[[ Text block open ]]

When someone starts programming today, they often deploy and wrangle other people's code. As they begin that undertaking, they're also often met with a culture that values code over end-user value. These early experiences shape a person's understanding of what programming is and how it is done.
Beginners are provided instant gratification. They are rewarded for skipping the fundamentals of programming - most notably the ability to understand and follow program state during execution. There is little incentive to ever take a step back and learn those fundamentals.
This has led many programming subcultures to believe going low level and/or rolling your own is a mistake. It's easy to understand why: starting from scratch takes considerable skill and knowledge. Your first few attempts will inevitably be failures, and shine a light on a long path ahead. It's considered a fool's errand. Why continue on that path when using code someone else has written offers an easier route?
This lack of fundamentals has much longer term consequences than a Fizz Buzz test in a job interview. In my view, someone who primarily plumbs together unknown code will introduce unnecessary complexity, because they don't understand what the underlying computer is actually doing, and therefore will judge their solution on misguided metrics, such as the look or the cleverness of the code. The tool is no longer used to achieve an end, but becomes the primary consideration. The actual functionality of their programs, the end user experience, is secondary.

[[ Text block closed ]]
[[ Data listing open ]]

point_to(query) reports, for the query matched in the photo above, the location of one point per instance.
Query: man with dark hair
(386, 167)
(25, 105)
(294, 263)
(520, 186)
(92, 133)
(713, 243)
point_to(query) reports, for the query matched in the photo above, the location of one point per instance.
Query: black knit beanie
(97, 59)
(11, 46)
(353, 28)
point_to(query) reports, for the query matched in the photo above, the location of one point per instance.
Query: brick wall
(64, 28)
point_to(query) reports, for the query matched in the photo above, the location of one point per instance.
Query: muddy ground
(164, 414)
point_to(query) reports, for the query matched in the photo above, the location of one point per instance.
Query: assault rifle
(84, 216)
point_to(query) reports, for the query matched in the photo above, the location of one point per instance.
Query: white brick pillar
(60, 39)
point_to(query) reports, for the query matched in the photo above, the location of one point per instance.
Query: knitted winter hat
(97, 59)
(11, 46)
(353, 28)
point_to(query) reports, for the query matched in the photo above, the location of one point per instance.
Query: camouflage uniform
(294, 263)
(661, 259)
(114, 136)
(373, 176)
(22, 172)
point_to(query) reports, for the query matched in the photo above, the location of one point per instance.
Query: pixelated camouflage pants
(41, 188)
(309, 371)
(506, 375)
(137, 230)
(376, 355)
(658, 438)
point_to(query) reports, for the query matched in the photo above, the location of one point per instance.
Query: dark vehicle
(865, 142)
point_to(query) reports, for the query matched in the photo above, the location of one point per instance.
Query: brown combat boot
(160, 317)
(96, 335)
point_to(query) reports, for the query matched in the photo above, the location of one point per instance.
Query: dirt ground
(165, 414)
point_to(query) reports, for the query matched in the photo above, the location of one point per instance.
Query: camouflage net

[[ Data listing closed ]]

• Problem statement
Copy out the whole text on beginners skipping programming fundamentals, word for word. None of the material is needed here.

• Exercise result
When someone starts programming today, they often deploy and wrangle other people's code. As they begin that undertaking, they're also often met with a culture that values code over end-user value. These early experiences shape a person's understanding of what programming is and how it is done.
Beginners are provided instant gratification. They are rewarded for skipping the fundamentals of programming - most notably the ability to understand and follow program state during execution. There is little incentive to ever take a step back and learn those fundamentals.
This has led many programming subcultures to believe going low level and/or rolling your own is a mistake. It's easy to understand why: starting from scratch takes considerable skill and knowledge. Your first few attempts will inevitably be failures, and shine a light on a long path ahead. It's considered a fool's errand. Why continue on that path when using code someone else has written offers an easier route?
This lack of fundamentals has much longer term consequences than a Fizz Buzz test in a job interview. In my view, someone who primarily plumbs together unknown code will introduce unnecessary complexity, because they don't understand what the underlying computer is actually doing, and therefore will judge their solution on misguided metrics, such as the look or the cleverness of the code. The tool is no longer used to achieve an end, but becomes the primary consideration. The actual functionality of their programs, the end user experience, is secondary.